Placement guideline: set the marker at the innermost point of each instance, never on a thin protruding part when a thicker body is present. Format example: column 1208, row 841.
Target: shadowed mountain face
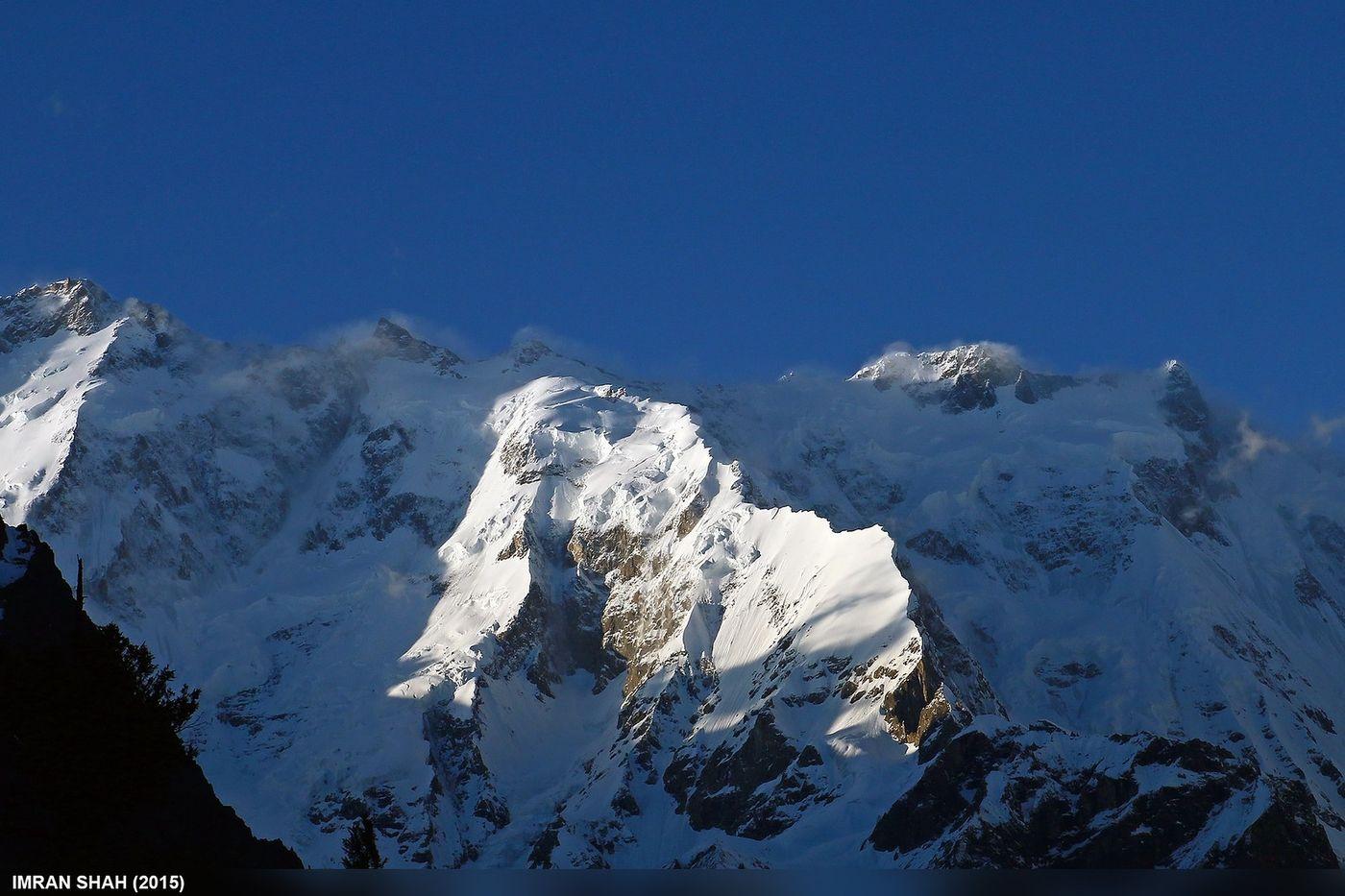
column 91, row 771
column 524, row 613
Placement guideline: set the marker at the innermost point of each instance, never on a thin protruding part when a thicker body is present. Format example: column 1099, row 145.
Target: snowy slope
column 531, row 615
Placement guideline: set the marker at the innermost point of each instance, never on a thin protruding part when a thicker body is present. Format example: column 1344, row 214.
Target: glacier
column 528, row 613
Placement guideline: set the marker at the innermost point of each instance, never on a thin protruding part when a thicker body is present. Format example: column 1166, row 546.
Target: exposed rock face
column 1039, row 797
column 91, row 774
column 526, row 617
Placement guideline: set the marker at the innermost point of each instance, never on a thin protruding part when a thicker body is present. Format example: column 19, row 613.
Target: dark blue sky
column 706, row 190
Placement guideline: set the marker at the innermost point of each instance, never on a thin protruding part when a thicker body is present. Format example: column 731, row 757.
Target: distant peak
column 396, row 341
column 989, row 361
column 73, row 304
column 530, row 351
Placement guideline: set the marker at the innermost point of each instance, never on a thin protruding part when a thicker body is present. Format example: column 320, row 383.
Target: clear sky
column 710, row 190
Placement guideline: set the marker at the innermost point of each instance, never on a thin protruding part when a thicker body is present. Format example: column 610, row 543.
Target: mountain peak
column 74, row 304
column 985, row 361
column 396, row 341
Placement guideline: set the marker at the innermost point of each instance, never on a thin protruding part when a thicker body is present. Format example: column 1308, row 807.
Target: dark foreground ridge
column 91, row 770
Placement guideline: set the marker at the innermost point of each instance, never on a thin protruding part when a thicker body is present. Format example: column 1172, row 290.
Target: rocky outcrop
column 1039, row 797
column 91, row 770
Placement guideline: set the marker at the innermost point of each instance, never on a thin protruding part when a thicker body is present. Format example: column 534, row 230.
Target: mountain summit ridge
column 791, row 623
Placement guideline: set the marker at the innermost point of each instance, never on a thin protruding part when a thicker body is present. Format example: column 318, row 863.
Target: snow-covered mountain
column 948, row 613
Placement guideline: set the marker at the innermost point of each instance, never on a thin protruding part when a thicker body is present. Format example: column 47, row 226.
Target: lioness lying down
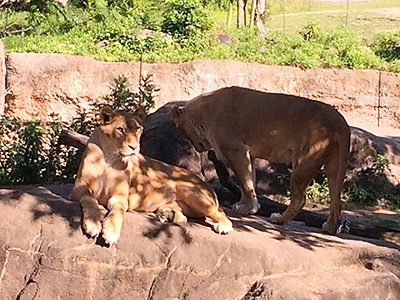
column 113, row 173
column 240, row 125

----

▶ **Task item**: Copy the listing in full and without alteration, omitting every picture.

▶ **Response**:
Placement guideline: set the marker at the innermost point of each instance, never on a thin protruding part when a thicker body is present. Format example: column 1208, row 841.
Target: shadowed mountain face
column 91, row 771
column 524, row 613
Placement guideline: set the marker at the innermost point of each instance, never on a thin protruding part when a thicker body is present. Format example: column 1099, row 145.
Target: snowy slope
column 531, row 615
Placement guideline: set the marker at the innermost point of each instance, never on a thin protruding part when a thicker body is present. Format example: column 1344, row 214.
Target: glacier
column 528, row 613
Placement guideline: set the marker at the innermost point of each instance, never on a thin protruding part when a thicker body is present. Format example: column 1166, row 546.
Target: exposed rock face
column 1039, row 797
column 91, row 774
column 526, row 617
Placement guideline: set the marker at the innermost point of each instance, never on a thin protruding part when a thicker body is present. Format example: column 19, row 613.
Target: dark blue sky
column 706, row 190
Placement guideline: set the marker at the innermost point of each instance, never on a thin protruding part when a thicker body is present. Format example: column 731, row 757.
Target: distant peak
column 396, row 341
column 989, row 361
column 73, row 304
column 530, row 351
Placement guideline: set the marker at the innermost point of each instance, never on a thin protruding part when a thicker body is present. Format example: column 320, row 383.
Target: clear sky
column 710, row 190
Placement guideline: set the marker at the innermost point of each instance, never on a thin protruding part when a thicker body is present. Format example: column 610, row 543.
Target: mountain peak
column 74, row 304
column 985, row 361
column 396, row 341
Placement guideline: set the marker at the innermost point of each instance, never on a thin protruding part when a thicker body is present. Format example: column 1308, row 807.
Target: dark foreground ridge
column 91, row 770
Placement guideline: set the marker at the innermost point of each instance, never on a thin protruding part when a thicker body is present. Format example: column 1172, row 290.
Target: rocky outcrop
column 1039, row 797
column 91, row 770
Placement guideline: set the marker at the innermost point of each instance, never on a thin protruding part when a thicker body is present. Format example: column 534, row 230.
Target: mountain summit ridge
column 791, row 623
Placement guideline: set the marker at the innermost point of each instance, never on a thin protruding part when a thicker body is present. Format example: column 318, row 863.
Target: snow-covered mountain
column 948, row 613
Placement guideline: set the marker at the innermost point of each instance, never on a thin protruding part when a thicker body is present. Format example: column 47, row 226.
Target: lioness lying down
column 113, row 173
column 240, row 125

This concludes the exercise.